SUPPLIED INFORMATION:
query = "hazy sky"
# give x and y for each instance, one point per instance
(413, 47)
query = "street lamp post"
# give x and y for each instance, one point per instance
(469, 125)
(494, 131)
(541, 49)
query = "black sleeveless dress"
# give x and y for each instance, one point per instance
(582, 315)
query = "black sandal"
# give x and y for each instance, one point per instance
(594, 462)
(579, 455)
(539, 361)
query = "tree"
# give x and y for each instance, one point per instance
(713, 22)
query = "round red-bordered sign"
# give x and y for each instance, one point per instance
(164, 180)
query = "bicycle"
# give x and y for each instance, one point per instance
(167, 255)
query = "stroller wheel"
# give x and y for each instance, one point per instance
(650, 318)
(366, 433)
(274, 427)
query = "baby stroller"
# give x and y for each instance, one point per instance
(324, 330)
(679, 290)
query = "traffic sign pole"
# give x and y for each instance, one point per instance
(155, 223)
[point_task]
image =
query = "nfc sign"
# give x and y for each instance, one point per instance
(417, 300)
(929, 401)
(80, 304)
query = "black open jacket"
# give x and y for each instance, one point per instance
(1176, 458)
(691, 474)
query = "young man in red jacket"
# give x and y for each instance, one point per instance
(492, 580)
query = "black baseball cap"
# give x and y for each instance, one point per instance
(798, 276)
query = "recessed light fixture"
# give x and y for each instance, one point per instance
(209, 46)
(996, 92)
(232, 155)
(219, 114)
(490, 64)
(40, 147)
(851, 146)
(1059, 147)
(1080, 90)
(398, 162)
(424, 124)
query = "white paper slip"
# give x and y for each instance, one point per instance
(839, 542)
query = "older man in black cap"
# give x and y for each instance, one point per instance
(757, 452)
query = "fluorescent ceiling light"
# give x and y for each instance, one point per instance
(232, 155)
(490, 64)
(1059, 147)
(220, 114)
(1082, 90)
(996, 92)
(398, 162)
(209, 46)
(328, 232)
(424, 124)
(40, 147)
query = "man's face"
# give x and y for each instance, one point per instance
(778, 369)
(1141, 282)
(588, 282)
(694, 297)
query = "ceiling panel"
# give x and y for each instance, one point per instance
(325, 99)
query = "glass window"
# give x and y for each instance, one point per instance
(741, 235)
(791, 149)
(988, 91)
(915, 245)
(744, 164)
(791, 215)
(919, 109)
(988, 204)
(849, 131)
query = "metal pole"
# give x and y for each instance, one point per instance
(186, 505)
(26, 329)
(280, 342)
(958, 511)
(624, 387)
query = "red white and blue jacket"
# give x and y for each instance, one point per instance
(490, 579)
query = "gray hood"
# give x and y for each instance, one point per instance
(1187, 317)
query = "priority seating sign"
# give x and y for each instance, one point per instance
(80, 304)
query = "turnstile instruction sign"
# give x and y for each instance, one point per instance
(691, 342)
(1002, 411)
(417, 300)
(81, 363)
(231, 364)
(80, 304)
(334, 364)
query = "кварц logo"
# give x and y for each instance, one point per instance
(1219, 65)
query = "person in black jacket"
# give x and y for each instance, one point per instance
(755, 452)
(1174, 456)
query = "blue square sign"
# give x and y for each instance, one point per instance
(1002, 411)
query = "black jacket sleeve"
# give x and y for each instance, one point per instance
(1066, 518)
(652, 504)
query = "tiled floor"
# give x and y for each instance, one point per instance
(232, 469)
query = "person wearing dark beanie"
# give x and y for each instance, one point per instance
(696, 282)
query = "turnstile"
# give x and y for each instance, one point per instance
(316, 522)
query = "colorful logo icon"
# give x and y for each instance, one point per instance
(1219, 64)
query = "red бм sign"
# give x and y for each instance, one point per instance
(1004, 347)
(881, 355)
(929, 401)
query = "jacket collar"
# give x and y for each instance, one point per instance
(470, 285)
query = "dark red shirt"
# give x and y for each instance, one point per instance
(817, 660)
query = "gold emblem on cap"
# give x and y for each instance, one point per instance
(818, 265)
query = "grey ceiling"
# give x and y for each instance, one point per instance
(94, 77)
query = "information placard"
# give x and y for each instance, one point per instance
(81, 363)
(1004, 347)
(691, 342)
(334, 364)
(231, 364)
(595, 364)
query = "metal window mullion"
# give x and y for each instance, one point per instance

EXERCISE TASK:
Using the data above, reproduce every line exactly.

ANSWER BELOW:
query = "hazy sky"
# give x and y for each instance, one point per instance
(413, 47)
query = "street lamp post"
# give x and y for each instance, one point per instance
(469, 125)
(494, 131)
(541, 49)
query = "black sleeveless dress"
# give x and y for each instance, one point per instance
(582, 315)
query = "black sandal"
# give x and y for each instance, one point per instance
(594, 462)
(579, 455)
(539, 361)
query = "tree"
# give x and y for each instance, one point per instance
(713, 22)
query = "round red-bordered sign"
# give x and y for each instance, one point per instance
(164, 180)
query = "bicycle"
# give x and y for each instance, one point per instance
(167, 255)
query = "stroller wheel"
# give x and y for each instance, one point per instance
(650, 318)
(366, 433)
(274, 427)
query = "baby stroller"
# give x and y for each instance, one point per instance
(324, 330)
(679, 290)
query = "traffic sign pole"
# give x and y for each instance, one point per instance
(155, 223)
[point_task]
image =
query = "nfc sign"
# give x and y for each instance, one point per instance
(417, 300)
(929, 401)
(80, 304)
query = "black open jacket"
# give x and y for each instance, one point per instance
(1176, 458)
(691, 474)
query = "young man in red jacket"
# give x and y for each instance, one point per instance
(492, 580)
query = "black baseball cap"
# give x and y for each instance, one point per instance
(798, 276)
query = "recessed light fixture"
# give x and y for each instance, one point per instance
(209, 46)
(996, 92)
(232, 155)
(219, 114)
(490, 64)
(40, 147)
(851, 146)
(1059, 147)
(1080, 90)
(398, 162)
(424, 124)
query = "white paper slip"
# give x and y for each instance, one point per instance
(839, 542)
query = "older man in black cap"
# give x and y for each instance, one point per instance
(757, 452)
query = "fluorescent ceiling light"
# give x and y for each instance, one point per instance
(232, 155)
(490, 64)
(1059, 147)
(220, 114)
(1082, 90)
(996, 92)
(398, 162)
(209, 46)
(328, 232)
(424, 124)
(40, 147)
query = "man's face"
# give x and y for each instance, one point per instance
(778, 369)
(1141, 282)
(588, 282)
(694, 297)
query = "ceiling panel"
# give x and y for each instance, one point per instance
(325, 99)
query = "glass window"
# give x and y for each instance, one point per instance
(741, 235)
(791, 149)
(988, 91)
(915, 245)
(744, 164)
(791, 215)
(919, 109)
(988, 204)
(849, 131)
query = "metal pole"
# give x and y for each instance, one point per instance
(186, 505)
(26, 329)
(280, 342)
(958, 511)
(624, 387)
query = "red white and blue jacket"
# give x and y for each instance, one point per instance
(490, 579)
query = "gray hood"
# give x and y for each instance, one point per instance
(1187, 317)
query = "priority seating sign"
# give x and y for each instance, one point per instance
(80, 304)
query = "turnstile instruction sign"
# give x and y for each instance, one point per instance
(691, 342)
(1002, 411)
(417, 300)
(81, 363)
(231, 364)
(80, 304)
(334, 364)
query = "кварц logo"
# give x and y for each instance, one point per instance
(1219, 65)
query = "person in black jacket"
# give x and y for each instance, one point per instance
(755, 452)
(1174, 456)
query = "blue square sign"
# give x and y for each instance, one point per instance
(1002, 411)
query = "black jacket sleeve"
# give x and y for each instance, one point per instance
(1066, 518)
(652, 504)
query = "tiled floor"
# give x and y for each instance, one point per instance
(232, 469)
query = "person wearing dark beanie"
# give x and y for each instance, one point per instance
(696, 282)
query = "turnstile"
# give x and y for each instance, one point per instance
(316, 522)
query = "colorful logo icon"
# give x and y for each instance, one point per instance
(1219, 64)
query = "red бм sign"
# give x and y for each instance, one point per instance
(1004, 347)
(881, 355)
(929, 401)
query = "jacket collar"
# give x and y for each instance, one point per instance
(470, 285)
query = "dark red shirt"
# give x and y for each instance, one point per instance
(817, 660)
query = "gold emblem on cap"
# give x and y for each instance, one point per instance
(818, 265)
query = "grey ceiling"
# give x and y for each instance, one point per instance
(94, 77)
query = "information placard"
# give x and y for each instance, one point per instance
(81, 363)
(1004, 347)
(691, 342)
(334, 364)
(231, 364)
(595, 364)
query = "metal window mullion"
# give x and y for each instance, one point per instance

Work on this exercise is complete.